Литмир - Электронная Библиотека
Содержание  
A
A

На себе мы несем кровь двух тысячелетий славной истории, и лишь тусклое сияние осталось от венков и лент, которыми устелен этот путь.

Шлем и стиснутое в руке копье, серые балахоны – такими мы некогда вошли во врата человечества, устремив мечты наши к звездам. Сейчас мы вновь неторопливо выходим за них. И лишь печать знаний и опыта у сузившегося рта говорит об усилиях, все еще высоченными башнями громоздящихся на этом пути, и об осознании всей порочности проистекающих из него ответов, от которых нам никуда не деться. Прихватив лишь шлем и копье, мы вместо вопросов припасли парочку ответов, ценность которых для нас сомнительна.

- **ОБЯЗАТЕЛЬНОЕ ЗАДАНИЕ**
Переведите на английский язык предложение из предоставленного текста: «На себе мы несем кровь двух тысячелетий славной истории, и лишь тусклое сияние осталось от венков и лент, которыми устелен этот путь». Записи для работы не понадобятся.

- **ФРАГМЕНТЫ ЗАПИСЕЙ**

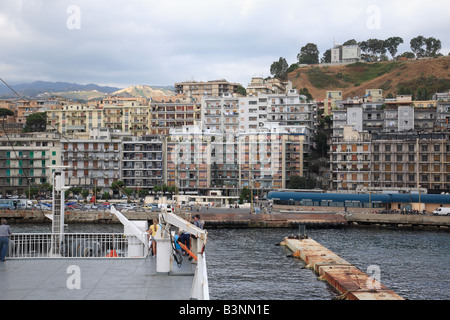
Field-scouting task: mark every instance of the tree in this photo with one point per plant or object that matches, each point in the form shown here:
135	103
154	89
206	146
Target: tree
376	47
326	57
432	46
351	42
417	45
407	55
297	182
5	112
425	47
309	54
241	90
392	44
279	68
292	67
85	194
305	92
36	122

- **ПРАВИЛЬНЫЙ ОТВЕТ**
We carry upon ourselves the blood of two millennia of glorious history, and only a dim glow remains of the wreaths and ribbons with which this path is strewn.